» YOUR ASSIGNMENT
Print every line of the listing below, starting with the line that holds "column 771, row 333" and going on through the line that holds "column 519, row 666", both included, and print nothing else.

» MATERIAL FOR THIS TASK
◆ ◆ ◆ ◆ ◆

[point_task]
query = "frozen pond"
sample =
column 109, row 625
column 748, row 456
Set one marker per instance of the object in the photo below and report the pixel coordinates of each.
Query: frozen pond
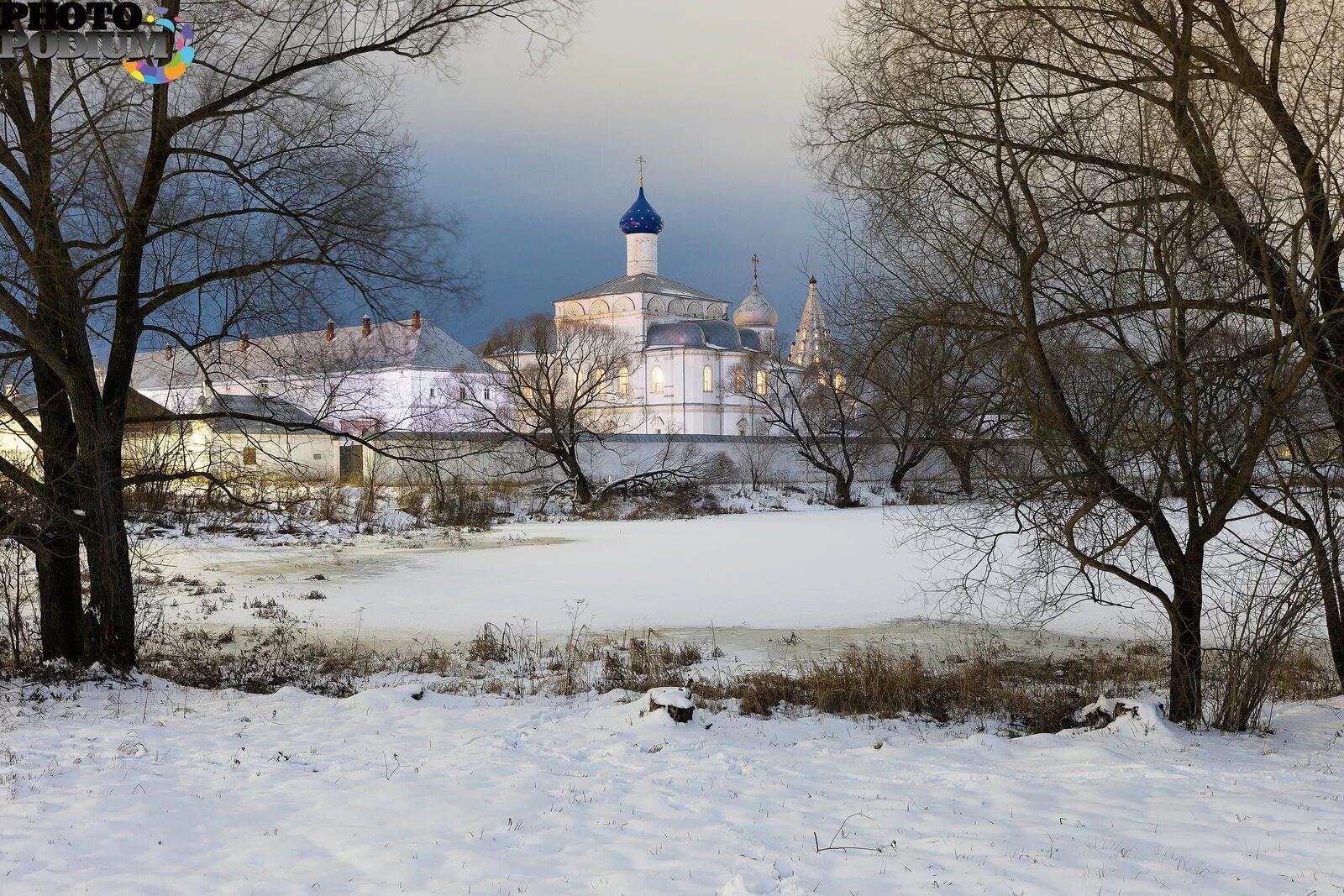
column 743, row 579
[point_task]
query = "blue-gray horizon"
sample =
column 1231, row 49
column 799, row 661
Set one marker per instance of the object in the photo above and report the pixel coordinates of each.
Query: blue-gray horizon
column 541, row 164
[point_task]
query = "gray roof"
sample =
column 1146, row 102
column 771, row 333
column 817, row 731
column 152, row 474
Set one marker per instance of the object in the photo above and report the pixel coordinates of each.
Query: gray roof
column 139, row 407
column 643, row 284
column 279, row 412
column 701, row 333
column 390, row 345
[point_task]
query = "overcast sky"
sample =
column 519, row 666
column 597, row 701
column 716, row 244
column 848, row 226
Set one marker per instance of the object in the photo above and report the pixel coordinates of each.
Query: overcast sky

◆ ◆ ◆ ◆ ◆

» OUTPUT FOR THIS TASK
column 771, row 333
column 817, row 731
column 152, row 474
Set one marker per instance of the object in the photo above and report the pixel coordinates of each.
Query: gray roof
column 139, row 407
column 643, row 284
column 279, row 412
column 701, row 333
column 390, row 345
[point_task]
query = "overcast sky"
sample =
column 519, row 666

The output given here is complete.